__Exercise details__: Format the data below as a numbered list, omitting any blank lines.

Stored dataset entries
•••••
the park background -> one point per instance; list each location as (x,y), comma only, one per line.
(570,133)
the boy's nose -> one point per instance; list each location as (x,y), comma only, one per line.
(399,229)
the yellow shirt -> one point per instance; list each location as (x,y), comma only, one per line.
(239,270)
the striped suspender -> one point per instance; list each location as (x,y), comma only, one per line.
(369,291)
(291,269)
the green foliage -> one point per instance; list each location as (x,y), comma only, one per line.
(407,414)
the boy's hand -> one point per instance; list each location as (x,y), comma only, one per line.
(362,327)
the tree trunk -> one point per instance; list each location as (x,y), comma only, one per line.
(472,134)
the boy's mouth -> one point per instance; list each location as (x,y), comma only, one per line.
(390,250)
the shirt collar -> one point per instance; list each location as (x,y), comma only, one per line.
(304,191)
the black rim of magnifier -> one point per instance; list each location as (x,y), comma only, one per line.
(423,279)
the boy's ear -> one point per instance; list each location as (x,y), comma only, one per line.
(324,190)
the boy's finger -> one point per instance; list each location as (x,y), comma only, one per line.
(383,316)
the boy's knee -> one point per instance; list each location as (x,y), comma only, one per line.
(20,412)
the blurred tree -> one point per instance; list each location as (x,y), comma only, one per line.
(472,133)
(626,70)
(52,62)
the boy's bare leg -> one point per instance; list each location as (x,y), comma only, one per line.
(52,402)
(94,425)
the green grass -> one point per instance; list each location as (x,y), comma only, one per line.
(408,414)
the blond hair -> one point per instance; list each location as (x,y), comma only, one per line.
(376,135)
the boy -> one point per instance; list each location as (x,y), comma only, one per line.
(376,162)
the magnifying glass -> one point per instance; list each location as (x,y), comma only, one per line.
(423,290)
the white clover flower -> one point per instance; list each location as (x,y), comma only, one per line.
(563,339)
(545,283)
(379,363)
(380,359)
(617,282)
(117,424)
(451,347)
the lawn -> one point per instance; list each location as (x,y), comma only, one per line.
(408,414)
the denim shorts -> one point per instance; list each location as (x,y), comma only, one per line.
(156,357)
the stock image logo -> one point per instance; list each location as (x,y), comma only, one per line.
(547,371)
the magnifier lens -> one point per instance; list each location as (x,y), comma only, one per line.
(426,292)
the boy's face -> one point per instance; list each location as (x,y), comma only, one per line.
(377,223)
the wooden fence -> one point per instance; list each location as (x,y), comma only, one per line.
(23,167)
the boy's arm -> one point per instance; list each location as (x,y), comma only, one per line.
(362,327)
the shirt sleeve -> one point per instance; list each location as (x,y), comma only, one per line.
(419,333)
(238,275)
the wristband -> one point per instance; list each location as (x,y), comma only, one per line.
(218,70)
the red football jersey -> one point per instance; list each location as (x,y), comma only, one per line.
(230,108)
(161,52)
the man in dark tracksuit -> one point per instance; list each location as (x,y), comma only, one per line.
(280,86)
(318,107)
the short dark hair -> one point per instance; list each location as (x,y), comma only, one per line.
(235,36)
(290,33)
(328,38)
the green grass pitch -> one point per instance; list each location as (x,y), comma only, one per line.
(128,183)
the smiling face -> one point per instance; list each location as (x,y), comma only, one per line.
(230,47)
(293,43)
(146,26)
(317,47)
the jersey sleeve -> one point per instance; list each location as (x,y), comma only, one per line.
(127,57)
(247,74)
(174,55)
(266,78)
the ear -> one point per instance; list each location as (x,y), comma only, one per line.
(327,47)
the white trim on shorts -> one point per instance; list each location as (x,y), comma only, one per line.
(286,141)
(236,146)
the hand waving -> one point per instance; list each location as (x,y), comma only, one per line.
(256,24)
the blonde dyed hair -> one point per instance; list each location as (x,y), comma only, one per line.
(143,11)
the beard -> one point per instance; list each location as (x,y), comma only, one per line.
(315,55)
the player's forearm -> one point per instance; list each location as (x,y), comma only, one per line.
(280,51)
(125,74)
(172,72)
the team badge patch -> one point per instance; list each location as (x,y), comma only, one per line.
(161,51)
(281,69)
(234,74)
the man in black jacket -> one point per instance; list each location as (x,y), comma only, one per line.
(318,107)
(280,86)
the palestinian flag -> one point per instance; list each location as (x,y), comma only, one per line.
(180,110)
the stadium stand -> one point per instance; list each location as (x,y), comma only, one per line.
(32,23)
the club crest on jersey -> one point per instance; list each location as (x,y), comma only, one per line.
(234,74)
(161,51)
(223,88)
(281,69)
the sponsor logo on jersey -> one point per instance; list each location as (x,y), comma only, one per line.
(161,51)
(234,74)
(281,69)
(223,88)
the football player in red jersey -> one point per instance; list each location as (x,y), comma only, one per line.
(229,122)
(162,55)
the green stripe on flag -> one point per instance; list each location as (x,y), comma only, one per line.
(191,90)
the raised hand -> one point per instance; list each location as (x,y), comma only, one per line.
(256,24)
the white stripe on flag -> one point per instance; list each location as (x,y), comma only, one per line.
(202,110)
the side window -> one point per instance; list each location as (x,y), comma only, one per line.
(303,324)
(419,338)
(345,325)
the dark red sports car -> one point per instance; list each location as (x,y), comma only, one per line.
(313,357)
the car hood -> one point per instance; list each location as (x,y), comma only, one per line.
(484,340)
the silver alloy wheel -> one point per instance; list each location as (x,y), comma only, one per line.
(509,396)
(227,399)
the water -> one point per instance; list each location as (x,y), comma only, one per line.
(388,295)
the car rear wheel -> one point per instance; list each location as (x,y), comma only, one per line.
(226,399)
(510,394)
•••••
__Solution for this exercise__:
1. the park background -> one point per instance; list each location as (x,y), comma only, one per line.
2. (570,133)
3. the boy's nose -> one point per instance; list each location as (x,y), comma only, one per line.
4. (399,229)
5. the yellow shirt -> one point per instance; list each location as (x,y), comma only, one per line.
6. (239,270)
7. the striped suspender -> one point per instance; list each location as (x,y), comma only, one per line.
8. (369,291)
9. (291,269)
10. the green foliage -> one point per instance; list each location as (x,y), comma only, one per line.
11. (407,414)
12. the boy's hand -> one point per instance; list each location as (x,y), comma only, one per line.
13. (362,327)
14. the tree trunk -> one point per instance; list each location as (x,y), comma only, one per line.
15. (472,134)
16. the boy's mouth -> one point per instance; list each location as (x,y), comma only, one per line.
17. (390,250)
18. the shirt collar -> one point per instance; list each location as (x,y), comma only, one per line.
19. (304,191)
20. the black rim of magnifier -> one point per instance; list each location as (x,y), comma only, one per line.
21. (423,279)
22. the boy's ear -> one point per instance; list each location as (x,y), comma only, one per line.
23. (324,190)
24. the boy's finger -> one point per instance; list each location as (x,y), comma only, one per line.
25. (383,316)
26. the boy's knee -> one point per instance; list each location as (x,y), comma only, one per line.
27. (20,412)
28. the blurred tree -> one point per instance; list each location as (x,y), comma only, one per line.
29. (472,133)
30. (626,70)
31. (52,62)
32. the boy's bare leg -> one point per instance; list each location as (x,y), comma only, one per line.
33. (52,402)
34. (94,425)
35. the green grass -> one point per instance; list each location as (x,y), comma only, one per line.
36. (408,414)
37. the blond hair -> one point per instance; list each location as (x,y), comma only, one per line.
38. (376,135)
39. the boy -> one point per instance; list each location as (x,y), comma only, one per line.
40. (376,162)
41. the magnifying glass -> one point per instance; list each location as (x,y), comma only, one per line.
42. (423,290)
43. the white clover flower -> one point per instance; list each location as (x,y), comma only, one per line.
44. (563,339)
45. (545,283)
46. (379,363)
47. (380,359)
48. (617,282)
49. (117,424)
50. (451,347)
51. the lawn -> one point per instance; list each location as (x,y), comma only, one per line.
52. (408,414)
53. the denim shorts -> one point per instance; list each location as (x,y), comma only, one per line.
54. (156,357)
55. the stock image logo -> one point per instance; list each location as (x,y), comma only, one per line.
56. (547,371)
57. the magnifier lens -> one point per instance; list each location as (x,y), comma only, one per line.
58. (426,292)
59. the boy's face -> one point per instance; list each location as (x,y), comma only, one per line.
60. (377,223)
61. the wooden fence -> one point per instance; list each location as (x,y), comma only, one per line.
62. (23,167)
63. the boy's arm -> one point per instance; list each location as (x,y), comma only, one per line.
64. (362,327)
65. the shirt sleeve -> one point per instance; list each location as (x,y), comma only, one per line.
66. (419,333)
67. (238,275)
68. the wristband -> one point per instance; list each location as (x,y), comma only, one per line.
69. (218,70)
70. the red football jersey -> one point per instance; list each location as (x,y), comma only, one per line.
71. (230,108)
72. (161,52)
73. the man in dark tracksuit -> one point per instance; list each location as (x,y), comma only, one per line.
74. (280,86)
75. (318,107)
76. the short dark hair -> one point per instance; list each location as (x,y), comma only, one per line.
77. (235,36)
78. (290,33)
79. (328,38)
80. the green grass pitch -> one point per instance; list each location as (x,y), comma only, one per line.
81. (128,183)
82. the smiling face -> one point per instance; list each location as (x,y), comma only, one per line.
83. (230,47)
84. (293,43)
85. (146,26)
86. (317,47)
87. the jersey sleeve -> one point per instance; list each location as (x,y), comma only, one per line.
88. (127,57)
89. (247,74)
90. (174,55)
91. (266,78)
92. the ear -> one point per instance; list each location as (x,y), comma only, one per line.
93. (327,47)
94. the white trim on shorts -> one point per instance; list each location as (x,y), comma only, one per line.
95. (286,141)
96. (236,146)
97. the hand waving -> one point per instance; list each location as (x,y), comma only, one per line.
98. (256,24)
99. the blonde dyed hair -> one point per instance; list each location as (x,y), comma only, one per line.
100. (143,11)
101. the beard -> one point per instance; list each location as (x,y), comma only, one per line.
102. (315,55)
103. the player's forearm -> one point per instance; list each location as (x,y), comma only, one per line.
104. (280,51)
105. (125,74)
106. (172,72)
107. the team badge patch -> one point per instance; list each location as (x,y), comma only, one per line.
108. (161,51)
109. (281,69)
110. (234,74)
111. the man in black jacket -> one point per instance; list each location as (x,y), comma only, one per line.
112. (318,107)
113. (280,86)
114. the palestinian flag -> one point per instance; list each location as (x,y), comma only, one per line.
115. (180,110)
116. the stadium stand -> one point per instance; list each location as (x,y), comma only, one per line.
117. (32,23)
118. the club crest on jersey -> one point per instance; list each location as (x,y), comma only, one per line.
119. (234,74)
120. (161,51)
121. (223,88)
122. (281,69)
123. the sponsor logo on jersey -> one point per instance; list each location as (x,y), comma only, one per line.
124. (161,51)
125. (234,74)
126. (281,69)
127. (223,88)
128. the football player in red jersey -> one point per instance; list each location as (x,y), comma only, one per line.
129. (229,122)
130. (162,55)
131. the green stripe on flag -> one point per instance; list each location as (x,y), comma only, one per line.
132. (191,90)
133. the raised hand -> one point per instance; list each location as (x,y), comma only, one per line.
134. (256,24)
135. the white stripe on flag -> one point per instance; list each location as (x,y), comma only, one per line.
136. (202,110)
137. the side window -> one point per instance; list each location as (x,y), comma only, one per line.
138. (303,324)
139. (419,338)
140. (345,325)
141. the dark red sports car -> one point per instance; list each location as (x,y), comma only, one per line.
142. (313,357)
143. the car hood -> one point per instance; list each location as (x,y), comma only, one per line.
144. (484,340)
145. the silver alloy wheel -> one point per instance; list each location as (x,y), comma only, one per line.
146. (509,396)
147. (227,399)
148. the water -> one point per instance; list each location as (x,y), comma only, one per line.
149. (388,295)
150. the car rear wheel -> one point per instance; list each location as (x,y), comma only, one per line.
151. (226,399)
152. (510,394)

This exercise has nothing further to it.